TEXT SECTION: Begin

Manufacturing companies face a serious threat from cyber criminals. According to IBM’s latest intelligence index, theirs is now the second-most targeted sector, after attack numbers increased significantly year-on-year. This heightened risk is compounded by increased vulnerability: the connectivity that manufacturers have embraced to bring about greater operational efficiencies is accompanied by significant and largely uninsured exposures, such as physical damage arising from cyber incidents or loss of income due to stolen intellectual property.

Part of the vulnerability lies in process control and supervisory control and data acquisition (SCADA) systems. Previously deemed impenetrable, due to their proprietary and highly customised networks, the convergence of these industrial control systems with enterprise infrastructure, particularly web services and ethernets, has created a potentially catastrophic risk. Such connections and the increasing Industrial Internet of Things (IIoT) can drive through great advantages, but also simultaneously produce weak links that manufacturers can not afford to overlook.

TEXT SECTION: End
ENTRIES SUPPLIED: Begin

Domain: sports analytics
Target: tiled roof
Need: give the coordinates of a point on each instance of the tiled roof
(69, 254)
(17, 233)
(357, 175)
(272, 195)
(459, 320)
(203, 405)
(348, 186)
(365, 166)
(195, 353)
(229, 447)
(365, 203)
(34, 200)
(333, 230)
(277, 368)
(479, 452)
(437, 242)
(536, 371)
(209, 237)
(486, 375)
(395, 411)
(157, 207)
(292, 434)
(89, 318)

ENTRIES SUPPLIED: End

- TASK INSTRUCTIONS:
What are all the abbreviations in the text on manufacturing cyber risk?

- RESPONSE AREA:
IBM, SCADA, IIoT